- Exercise instructions -
Please set down, unchanged, the line containing "Target: phone screen" and all the lines that follow it until the data below ends.

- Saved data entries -
══════════
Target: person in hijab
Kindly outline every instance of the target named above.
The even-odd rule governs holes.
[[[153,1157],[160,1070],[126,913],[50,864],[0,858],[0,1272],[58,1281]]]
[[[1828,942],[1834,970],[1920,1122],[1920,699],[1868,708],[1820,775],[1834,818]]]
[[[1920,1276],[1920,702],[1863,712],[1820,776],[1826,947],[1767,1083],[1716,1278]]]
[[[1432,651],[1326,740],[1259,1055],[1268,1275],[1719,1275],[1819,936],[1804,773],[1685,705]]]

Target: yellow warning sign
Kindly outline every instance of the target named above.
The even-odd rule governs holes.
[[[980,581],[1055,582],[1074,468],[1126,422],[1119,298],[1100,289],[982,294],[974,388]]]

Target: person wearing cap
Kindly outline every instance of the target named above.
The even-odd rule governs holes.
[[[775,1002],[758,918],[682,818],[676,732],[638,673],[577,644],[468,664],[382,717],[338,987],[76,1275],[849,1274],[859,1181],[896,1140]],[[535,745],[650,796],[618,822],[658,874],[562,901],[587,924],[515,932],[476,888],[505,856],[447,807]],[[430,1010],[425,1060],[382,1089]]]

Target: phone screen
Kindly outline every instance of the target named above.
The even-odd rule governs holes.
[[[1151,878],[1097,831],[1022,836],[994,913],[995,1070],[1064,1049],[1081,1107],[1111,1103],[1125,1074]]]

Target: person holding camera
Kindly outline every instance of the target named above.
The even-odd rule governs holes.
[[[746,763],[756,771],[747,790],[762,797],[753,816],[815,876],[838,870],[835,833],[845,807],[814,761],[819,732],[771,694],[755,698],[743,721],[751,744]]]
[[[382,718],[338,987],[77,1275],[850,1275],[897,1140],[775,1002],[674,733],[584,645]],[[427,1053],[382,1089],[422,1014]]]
══════════
- Solution below -
Target: phone screen
Kindly outline every instance of the target named above.
The even-odd rule governs holes.
[[[1151,878],[1097,831],[1022,836],[994,913],[995,1070],[1064,1049],[1081,1107],[1111,1103],[1125,1074]]]

Target: person holding camera
Kindly outline every instance of the target named above.
The even-odd rule governs holes.
[[[746,763],[756,771],[747,790],[762,797],[753,816],[815,876],[838,870],[835,833],[845,807],[814,761],[819,732],[771,694],[755,698],[743,721],[751,744]]]
[[[382,718],[338,987],[77,1275],[850,1275],[897,1140],[775,1002],[674,733],[584,645]],[[427,1053],[382,1089],[422,1014]]]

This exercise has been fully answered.